* **To-do list**:
1. In the blog post, to how many hours does the writer recommend limiting direct sun exposure?
2. Reproduce the portion of the blog post from "Listen, a little" to "of it.....w-w-wrinkles. ThereIsaidit.".

* **Text passage**:
[START]

Listen, a little sun is good for you. Most people don't have the complexion or skin tone that I possess, so a little extra glow will work wonders if you're not as fortunate as I.




What we want to avoid here is the W word. I think I feel a little vomit coming up at the very thought of it.....w-w-wrinkles. ThereIsaidit.




So here's how you do it.




1. Invest in a quality, broadband sunscreen (I'm looking at you, Connie Coppertone), with an SPF of 30-40. Don't apply it when you're already on your deck chair. Apply it before leaving the villa. I recommend this:






2. Limit your direct sun exposure to 2 hours. This will give you the colour that you want, without the redness that you don't.




3. Follow up sun exposure with moisturizer for face and body:




For face, take a pea-sized amount of Decleor Essential Balm, and rub palms together until the balm melts, and apply in long strokes to face and neck area. Leave on overnight.








For body, apply a good quality moisturizer, such as La Mer The Lotion:








Et, voila! With your newly sun-kissed, bronzed skin, you'll be one step closer to being as pretty as me.




My philanthropic endeavours know no bounds.




Et maintenant, je prends du soleil.




xoxo.








6.15.2009

Do Not Fake Bake

Coming up: Tips on safe tanning.

6.12.2009

Away for Le Weekend


Cristal Connors is going to guard the blog while I'm away.


xoxo.

Weekend Music - Cut Copy


Mother Nature needs some Adderall lately, so I don't know whether it will be sunny or rainy in New York City this weekend.


What I do know is that Cut Copy's album "In Ghost Colours" is pure, New Wave summer.


So download it and listen to it this weekend, whether you're relaxing on Fire Island, or stuffing your face with Entenmann's Raspberry Danish Cake.


Plus: the lead singer is real purdy.


I don't know what you downtrodden folk would do without me.


How To: Hangover


Listen up, motherfuckers. I'm about to share some very special insider information.


When the Bollinger bottle has run dry (God forbid you drank Veuve Cliquot, you cheap harlot), when the yacht has docked, and when your walk-of-shame down the boulevards of St-Tropez is upon you, it means only one thing: an almighty hangover of epic proportions is on its way.

[END]

* **Supplied data**:
[START]

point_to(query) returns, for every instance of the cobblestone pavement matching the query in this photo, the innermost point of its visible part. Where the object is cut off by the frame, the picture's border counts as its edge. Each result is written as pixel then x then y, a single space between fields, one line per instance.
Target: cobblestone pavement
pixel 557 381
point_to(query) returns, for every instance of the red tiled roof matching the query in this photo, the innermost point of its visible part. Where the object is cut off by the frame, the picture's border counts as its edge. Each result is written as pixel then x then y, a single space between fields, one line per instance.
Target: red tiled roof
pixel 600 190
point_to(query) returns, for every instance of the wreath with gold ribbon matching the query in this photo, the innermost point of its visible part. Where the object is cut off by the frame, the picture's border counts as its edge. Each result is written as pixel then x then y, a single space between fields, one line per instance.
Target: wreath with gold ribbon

[END]

* **Completed exercise**:
1. Two hours.

2.
Listen, a little sun is good for you. Most people don't have the complexion or skin tone that I possess, so a little extra glow will work wonders if you're not as fortunate as I.




What we want to avoid here is the W word. I think I feel a little vomit coming up at the very thought of it.....w-w-wrinkles. ThereIsaidit.